Passage shown —
● ● ●

Now these are the judgments which thou shalt set before them.
Judgments - i. e. decisions of the law.
If thou buy an Hebrew servant, six years he shall serve: and in the seventh he shall go out free for nothing.
A Hebrew might be sold as a bondman in consequence either of debt Leviticus 25:39 or of the commission of theft Exodus 22:3. But his servitude could not be enforced for more than six full years. Compare the marginal references.
If he came in by himself, he shall go out by himself: if he were married, then his wife shall go out with him.
If a married man became a bondman, his rights in regard to his wife were respected: but if a single bondman accepted at the hand of his master a bondwoman as his wife, the master did not lose his claim to the woman or her children, at the expiration of the husband's term of service. Such wives, it may be presumed, were always foreign slaves.
If his master have given him a wife, and she have born him sons or daughters; the wife and her children shall be her master's, and he shall go out by himself.
And if the servant shall plainly say, I love my master, my wife, and my children; I will not go out free:
Then his master shall bring him unto the judges; he shall also bring him to the door, or unto the door post; and his master shall bore his ear through with an aul; and he shall serve him for ever.
Forever - That is, most probably, until the next Jubilee, when every Hebrew was set free. See Leviticus 25:40, Leviticus 25:50. The custom of boring the ear as a mark of slavery appears to have been a common one in ancient times, observed in many nations.
Unto the judges - Literally, "before the gods אלהים 'ĕlohı̂ym." The word does not denote "judges" in a direct way, but it is to be understood as the name of God, in its ordinary plural form, God being the source of all justice. The name in this connection always has the definite article prefixed. See the marginal references. Compare Psalm 82:1, Psalm 82:6; John 10:34.
And if a man sell his daughter to be a maidservant, she shall not go out as the menservants do.
A man might, in accordance with existing custom, sell his daughter to another man with a view to her becoming an inferior wife, or concubine. In this case, she was not "to go out," like the bondman; that is, she was not to be dismissed at the end of the sixth year. But women who were bound in any other way, would appear to have been under the same conditions as bondmen. See Deuteronomy 15:17.

● ● ●

List of tasks —
A - Give again the part of the passage on Hebrew servants that begins at the words "If he came in" and stops after "out by himself.", swapping "bondwoman" for "female slave".
B - According to the passage on Hebrew servants, what was the longest period a Hebrew's servitude could be enforced?
The data here plays no part in any of this.

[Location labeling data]

● ● ●

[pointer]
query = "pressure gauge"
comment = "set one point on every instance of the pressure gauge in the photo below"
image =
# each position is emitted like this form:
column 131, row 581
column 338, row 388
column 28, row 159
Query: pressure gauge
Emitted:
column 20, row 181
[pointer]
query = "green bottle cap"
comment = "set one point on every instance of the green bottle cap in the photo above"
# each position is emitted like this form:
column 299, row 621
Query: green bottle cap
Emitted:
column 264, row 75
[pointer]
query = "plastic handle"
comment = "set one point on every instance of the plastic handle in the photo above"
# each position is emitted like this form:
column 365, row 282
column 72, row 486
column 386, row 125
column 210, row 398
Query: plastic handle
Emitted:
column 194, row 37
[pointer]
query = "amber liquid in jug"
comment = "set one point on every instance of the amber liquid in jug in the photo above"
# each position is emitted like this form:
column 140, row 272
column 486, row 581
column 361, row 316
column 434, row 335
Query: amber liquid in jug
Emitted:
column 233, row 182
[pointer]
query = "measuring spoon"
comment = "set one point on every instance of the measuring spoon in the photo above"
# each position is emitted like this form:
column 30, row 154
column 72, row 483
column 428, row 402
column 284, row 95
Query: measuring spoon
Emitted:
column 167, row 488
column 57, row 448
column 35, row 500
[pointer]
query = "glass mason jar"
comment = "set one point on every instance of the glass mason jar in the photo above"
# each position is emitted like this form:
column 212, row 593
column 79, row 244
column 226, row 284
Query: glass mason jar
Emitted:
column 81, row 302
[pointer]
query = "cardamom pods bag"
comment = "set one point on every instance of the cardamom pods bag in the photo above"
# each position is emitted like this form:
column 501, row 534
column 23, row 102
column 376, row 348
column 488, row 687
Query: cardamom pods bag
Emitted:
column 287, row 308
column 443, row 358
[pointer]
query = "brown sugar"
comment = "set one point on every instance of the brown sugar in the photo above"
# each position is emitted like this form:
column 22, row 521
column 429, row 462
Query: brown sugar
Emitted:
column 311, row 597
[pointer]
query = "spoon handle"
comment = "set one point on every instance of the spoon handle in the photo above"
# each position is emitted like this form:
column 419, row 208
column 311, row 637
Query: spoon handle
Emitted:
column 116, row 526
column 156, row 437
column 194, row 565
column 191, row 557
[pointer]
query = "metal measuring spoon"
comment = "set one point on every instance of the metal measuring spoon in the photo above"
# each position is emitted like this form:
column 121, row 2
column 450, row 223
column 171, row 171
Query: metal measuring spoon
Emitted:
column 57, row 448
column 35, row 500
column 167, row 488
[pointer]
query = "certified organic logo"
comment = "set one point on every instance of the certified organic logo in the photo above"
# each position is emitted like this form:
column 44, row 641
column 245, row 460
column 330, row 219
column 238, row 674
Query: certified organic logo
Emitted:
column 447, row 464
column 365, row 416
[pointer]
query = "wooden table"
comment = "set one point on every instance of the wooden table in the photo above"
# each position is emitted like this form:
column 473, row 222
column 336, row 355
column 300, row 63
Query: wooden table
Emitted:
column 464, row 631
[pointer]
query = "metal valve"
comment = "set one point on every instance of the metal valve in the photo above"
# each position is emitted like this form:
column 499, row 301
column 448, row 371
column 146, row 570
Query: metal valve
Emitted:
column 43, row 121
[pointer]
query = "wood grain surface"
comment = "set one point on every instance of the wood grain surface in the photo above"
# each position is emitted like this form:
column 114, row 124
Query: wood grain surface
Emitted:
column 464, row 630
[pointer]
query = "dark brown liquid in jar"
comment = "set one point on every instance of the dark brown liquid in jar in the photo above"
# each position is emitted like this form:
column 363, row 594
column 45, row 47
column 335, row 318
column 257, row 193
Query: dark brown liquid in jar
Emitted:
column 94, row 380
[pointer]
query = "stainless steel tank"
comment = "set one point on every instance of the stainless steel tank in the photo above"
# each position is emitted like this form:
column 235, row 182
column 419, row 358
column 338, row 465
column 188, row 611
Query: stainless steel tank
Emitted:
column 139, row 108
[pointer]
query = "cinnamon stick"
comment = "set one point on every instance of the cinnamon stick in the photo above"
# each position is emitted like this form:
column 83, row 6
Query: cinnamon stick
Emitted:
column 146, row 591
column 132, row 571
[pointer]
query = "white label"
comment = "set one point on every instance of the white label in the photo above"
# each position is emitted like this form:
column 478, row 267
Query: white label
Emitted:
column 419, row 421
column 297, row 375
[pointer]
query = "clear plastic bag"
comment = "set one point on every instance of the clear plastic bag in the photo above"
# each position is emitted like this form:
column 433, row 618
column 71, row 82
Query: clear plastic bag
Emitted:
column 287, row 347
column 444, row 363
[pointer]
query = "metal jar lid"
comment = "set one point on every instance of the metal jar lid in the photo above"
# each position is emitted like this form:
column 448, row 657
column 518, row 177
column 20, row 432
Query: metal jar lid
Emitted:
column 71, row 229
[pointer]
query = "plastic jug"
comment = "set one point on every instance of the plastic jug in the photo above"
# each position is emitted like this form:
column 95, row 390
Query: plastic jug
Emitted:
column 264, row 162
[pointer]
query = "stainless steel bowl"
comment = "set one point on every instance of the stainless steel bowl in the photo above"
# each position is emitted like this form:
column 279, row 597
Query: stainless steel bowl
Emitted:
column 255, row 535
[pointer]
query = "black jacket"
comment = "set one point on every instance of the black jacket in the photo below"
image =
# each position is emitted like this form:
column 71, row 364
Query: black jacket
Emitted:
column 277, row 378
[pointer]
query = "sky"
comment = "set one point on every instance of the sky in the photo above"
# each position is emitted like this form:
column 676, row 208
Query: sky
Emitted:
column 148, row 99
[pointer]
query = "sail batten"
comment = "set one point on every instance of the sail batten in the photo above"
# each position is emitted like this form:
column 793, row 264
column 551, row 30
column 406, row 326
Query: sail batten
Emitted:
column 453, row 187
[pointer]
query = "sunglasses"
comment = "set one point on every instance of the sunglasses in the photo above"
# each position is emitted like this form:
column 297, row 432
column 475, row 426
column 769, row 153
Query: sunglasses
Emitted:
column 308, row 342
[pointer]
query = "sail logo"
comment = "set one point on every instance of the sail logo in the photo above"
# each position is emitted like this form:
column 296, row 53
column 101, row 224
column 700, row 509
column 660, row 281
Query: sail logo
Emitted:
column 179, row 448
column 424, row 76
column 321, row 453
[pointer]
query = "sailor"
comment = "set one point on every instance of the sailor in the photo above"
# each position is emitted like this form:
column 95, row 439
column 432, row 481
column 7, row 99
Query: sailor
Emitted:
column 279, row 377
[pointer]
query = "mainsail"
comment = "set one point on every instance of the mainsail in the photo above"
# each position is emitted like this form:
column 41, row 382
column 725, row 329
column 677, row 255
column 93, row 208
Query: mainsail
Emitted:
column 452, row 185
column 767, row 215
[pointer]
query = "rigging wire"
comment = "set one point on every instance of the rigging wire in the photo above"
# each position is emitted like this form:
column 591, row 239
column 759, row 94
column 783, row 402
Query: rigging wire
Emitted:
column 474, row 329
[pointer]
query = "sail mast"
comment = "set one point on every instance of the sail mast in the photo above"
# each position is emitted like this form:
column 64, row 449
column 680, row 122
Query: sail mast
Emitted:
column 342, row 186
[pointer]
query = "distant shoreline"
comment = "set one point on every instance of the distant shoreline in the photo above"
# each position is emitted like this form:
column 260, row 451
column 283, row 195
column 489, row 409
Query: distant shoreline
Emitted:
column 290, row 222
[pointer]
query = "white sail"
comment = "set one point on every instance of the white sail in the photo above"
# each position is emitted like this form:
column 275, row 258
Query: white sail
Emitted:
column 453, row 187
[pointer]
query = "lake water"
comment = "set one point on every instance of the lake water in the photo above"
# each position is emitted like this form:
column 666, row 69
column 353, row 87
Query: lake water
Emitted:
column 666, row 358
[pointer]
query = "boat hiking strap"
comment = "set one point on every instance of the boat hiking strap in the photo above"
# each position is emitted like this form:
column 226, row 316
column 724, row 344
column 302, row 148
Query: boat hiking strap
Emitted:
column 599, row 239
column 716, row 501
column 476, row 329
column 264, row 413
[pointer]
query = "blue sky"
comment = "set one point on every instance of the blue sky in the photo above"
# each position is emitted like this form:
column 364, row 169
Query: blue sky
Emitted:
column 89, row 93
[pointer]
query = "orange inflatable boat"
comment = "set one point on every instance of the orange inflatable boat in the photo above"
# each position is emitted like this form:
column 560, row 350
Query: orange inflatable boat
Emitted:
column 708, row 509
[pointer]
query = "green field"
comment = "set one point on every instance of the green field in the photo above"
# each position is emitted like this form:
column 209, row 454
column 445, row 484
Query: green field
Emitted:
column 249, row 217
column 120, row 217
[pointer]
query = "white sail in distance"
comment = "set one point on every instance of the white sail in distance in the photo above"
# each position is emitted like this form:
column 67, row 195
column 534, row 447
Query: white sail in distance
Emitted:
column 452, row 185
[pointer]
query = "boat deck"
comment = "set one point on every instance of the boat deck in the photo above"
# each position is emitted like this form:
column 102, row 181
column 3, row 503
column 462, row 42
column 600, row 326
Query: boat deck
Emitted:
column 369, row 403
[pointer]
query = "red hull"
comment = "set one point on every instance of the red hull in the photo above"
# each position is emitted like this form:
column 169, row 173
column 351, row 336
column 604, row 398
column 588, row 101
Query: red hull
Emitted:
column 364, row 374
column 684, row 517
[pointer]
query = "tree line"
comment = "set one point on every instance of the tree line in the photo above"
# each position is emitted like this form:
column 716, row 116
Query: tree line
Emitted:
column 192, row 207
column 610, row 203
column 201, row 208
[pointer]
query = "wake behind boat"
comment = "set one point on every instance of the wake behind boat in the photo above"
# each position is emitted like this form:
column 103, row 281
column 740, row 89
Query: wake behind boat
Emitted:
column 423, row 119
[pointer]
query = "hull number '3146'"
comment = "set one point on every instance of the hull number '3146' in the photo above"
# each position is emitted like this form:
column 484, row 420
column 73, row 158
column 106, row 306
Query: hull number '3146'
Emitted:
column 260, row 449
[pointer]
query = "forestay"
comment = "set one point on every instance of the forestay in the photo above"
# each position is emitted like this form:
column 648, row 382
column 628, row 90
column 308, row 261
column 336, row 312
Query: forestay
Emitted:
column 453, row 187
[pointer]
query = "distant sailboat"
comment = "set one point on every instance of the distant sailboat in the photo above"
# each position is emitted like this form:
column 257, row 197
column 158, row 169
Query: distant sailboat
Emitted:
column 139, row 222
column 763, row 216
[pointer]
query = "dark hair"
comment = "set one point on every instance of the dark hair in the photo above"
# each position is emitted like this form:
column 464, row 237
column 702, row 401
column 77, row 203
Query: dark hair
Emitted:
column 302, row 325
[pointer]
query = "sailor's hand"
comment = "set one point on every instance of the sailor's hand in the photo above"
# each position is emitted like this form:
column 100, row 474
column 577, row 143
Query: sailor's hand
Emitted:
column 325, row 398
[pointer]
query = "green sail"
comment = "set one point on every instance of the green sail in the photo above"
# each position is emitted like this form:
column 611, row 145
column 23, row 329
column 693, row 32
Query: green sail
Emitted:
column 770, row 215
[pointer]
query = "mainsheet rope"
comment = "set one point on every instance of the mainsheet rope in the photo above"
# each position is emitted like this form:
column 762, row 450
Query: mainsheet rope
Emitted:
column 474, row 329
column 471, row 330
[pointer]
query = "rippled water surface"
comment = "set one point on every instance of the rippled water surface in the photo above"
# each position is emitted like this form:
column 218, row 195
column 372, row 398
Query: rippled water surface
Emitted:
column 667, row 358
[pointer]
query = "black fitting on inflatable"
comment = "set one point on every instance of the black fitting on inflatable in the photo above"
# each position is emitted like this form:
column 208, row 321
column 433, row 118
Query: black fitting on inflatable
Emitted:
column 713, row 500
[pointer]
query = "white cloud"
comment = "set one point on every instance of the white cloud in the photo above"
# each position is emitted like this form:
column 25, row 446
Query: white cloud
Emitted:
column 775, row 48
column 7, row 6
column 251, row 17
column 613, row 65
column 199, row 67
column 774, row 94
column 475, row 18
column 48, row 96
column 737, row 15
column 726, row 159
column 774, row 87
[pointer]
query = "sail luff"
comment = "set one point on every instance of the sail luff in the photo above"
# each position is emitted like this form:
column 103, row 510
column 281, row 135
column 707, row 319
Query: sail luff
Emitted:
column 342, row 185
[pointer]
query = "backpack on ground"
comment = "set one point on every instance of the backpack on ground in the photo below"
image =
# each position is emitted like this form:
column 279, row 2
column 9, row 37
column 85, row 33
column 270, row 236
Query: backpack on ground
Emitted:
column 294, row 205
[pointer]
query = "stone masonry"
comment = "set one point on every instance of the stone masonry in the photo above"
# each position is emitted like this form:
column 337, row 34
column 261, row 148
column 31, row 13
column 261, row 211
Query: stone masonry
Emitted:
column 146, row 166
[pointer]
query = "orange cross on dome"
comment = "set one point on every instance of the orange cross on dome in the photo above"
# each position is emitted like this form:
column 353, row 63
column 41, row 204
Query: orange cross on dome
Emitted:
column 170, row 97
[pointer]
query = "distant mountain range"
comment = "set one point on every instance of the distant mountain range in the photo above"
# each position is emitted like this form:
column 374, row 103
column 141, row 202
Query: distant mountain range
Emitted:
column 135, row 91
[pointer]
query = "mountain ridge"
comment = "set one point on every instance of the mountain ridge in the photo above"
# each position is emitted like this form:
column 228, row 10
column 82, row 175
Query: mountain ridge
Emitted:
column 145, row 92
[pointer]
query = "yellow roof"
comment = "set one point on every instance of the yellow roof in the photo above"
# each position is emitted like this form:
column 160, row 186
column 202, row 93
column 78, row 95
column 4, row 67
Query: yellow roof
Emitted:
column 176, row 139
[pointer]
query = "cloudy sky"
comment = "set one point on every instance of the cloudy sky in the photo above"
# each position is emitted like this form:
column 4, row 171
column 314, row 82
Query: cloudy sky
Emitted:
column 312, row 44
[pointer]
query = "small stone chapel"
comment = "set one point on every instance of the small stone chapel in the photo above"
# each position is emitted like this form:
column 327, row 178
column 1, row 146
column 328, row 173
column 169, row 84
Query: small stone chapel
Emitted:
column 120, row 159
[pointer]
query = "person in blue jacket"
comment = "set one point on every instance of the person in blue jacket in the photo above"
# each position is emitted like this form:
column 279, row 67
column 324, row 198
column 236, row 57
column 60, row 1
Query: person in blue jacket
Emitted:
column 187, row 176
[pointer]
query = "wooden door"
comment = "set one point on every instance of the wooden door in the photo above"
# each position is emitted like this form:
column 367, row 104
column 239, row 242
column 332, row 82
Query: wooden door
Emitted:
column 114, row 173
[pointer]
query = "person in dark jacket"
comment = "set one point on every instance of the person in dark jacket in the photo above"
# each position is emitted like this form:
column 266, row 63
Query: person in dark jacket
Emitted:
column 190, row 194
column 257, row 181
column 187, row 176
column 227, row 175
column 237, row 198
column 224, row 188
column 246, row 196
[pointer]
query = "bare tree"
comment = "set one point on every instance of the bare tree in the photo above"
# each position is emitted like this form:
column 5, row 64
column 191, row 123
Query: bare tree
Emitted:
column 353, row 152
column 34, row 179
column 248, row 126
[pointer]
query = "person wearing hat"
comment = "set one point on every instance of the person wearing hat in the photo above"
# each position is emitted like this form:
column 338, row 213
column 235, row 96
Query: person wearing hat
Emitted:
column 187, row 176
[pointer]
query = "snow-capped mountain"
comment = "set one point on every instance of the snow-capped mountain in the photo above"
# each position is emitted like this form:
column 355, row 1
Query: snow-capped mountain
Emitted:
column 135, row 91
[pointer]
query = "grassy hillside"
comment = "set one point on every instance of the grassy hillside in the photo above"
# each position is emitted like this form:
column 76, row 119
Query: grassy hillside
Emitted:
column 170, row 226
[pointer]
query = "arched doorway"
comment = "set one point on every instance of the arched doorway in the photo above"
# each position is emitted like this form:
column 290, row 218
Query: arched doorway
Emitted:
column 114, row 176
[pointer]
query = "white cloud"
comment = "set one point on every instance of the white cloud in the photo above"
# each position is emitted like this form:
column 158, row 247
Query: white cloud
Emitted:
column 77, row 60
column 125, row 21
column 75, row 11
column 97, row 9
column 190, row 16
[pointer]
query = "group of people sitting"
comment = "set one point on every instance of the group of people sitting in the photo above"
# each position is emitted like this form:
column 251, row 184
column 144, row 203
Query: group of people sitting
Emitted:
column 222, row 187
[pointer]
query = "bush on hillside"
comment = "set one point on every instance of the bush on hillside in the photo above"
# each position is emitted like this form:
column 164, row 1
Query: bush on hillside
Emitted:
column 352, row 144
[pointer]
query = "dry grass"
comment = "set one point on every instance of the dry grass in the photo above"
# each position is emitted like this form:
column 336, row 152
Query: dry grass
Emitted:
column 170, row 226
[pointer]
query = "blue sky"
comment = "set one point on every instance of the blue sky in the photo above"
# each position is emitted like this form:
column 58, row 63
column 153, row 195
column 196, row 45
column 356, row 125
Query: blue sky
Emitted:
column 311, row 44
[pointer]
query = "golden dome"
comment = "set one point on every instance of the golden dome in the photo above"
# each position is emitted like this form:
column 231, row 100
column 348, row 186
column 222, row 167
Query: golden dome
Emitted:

● ● ●

Answers by task —
A -
If he came in by himself, he shall go out by himself: if he were married, then his wife shall go out with him.
If a married man became a bondman, his rights in regard to his wife were respected: but if a single bondman accepted at the hand of his master a female slave as his wife, the master did not lose his claim to the woman or her children, at the expiration of the husband's term of service. Such wives, it may be presumed, were always foreign slaves.
If his master have given him a wife, and she have born him sons or daughters; the wife and her children shall be her master's, and he shall go out by himself.

B - Six full years.